Image-grounded pointing data:
──────────

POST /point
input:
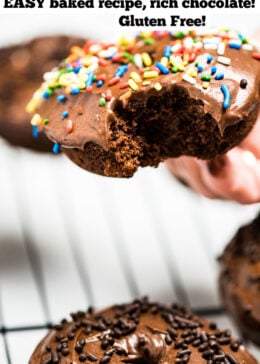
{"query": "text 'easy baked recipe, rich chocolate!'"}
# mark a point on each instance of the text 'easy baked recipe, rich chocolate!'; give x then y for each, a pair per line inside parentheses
(114, 107)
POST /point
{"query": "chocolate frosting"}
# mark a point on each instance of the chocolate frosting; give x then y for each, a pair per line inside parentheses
(240, 279)
(140, 332)
(22, 66)
(92, 122)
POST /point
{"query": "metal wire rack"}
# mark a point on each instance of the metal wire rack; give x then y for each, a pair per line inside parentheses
(70, 239)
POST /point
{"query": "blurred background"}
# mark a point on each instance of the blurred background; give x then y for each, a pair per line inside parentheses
(70, 239)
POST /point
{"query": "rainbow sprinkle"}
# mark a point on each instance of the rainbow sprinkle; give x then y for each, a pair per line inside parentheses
(199, 60)
(227, 96)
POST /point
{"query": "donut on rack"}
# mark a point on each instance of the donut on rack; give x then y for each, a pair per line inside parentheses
(140, 332)
(239, 279)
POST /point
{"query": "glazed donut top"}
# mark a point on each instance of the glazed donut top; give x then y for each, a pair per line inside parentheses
(78, 101)
(142, 333)
(240, 272)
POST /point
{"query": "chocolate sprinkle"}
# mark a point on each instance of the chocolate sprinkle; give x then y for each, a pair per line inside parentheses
(243, 83)
(162, 335)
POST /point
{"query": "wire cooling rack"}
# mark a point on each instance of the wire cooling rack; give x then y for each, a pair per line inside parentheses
(70, 239)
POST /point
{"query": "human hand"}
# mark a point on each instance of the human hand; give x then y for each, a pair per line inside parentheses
(233, 176)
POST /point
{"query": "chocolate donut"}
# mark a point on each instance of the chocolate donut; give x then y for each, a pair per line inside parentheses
(22, 66)
(115, 107)
(141, 332)
(239, 280)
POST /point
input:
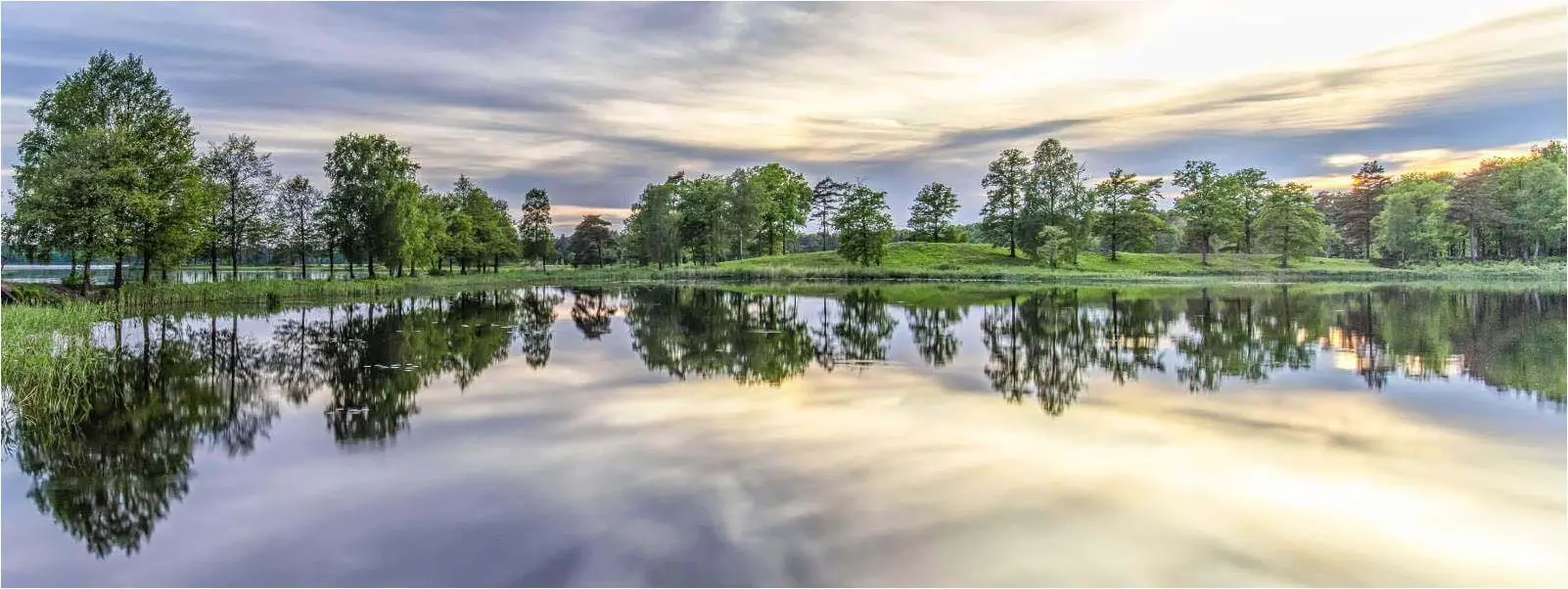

──────────

Please count up the lines above that include the string "query" and respond with the total alone.

11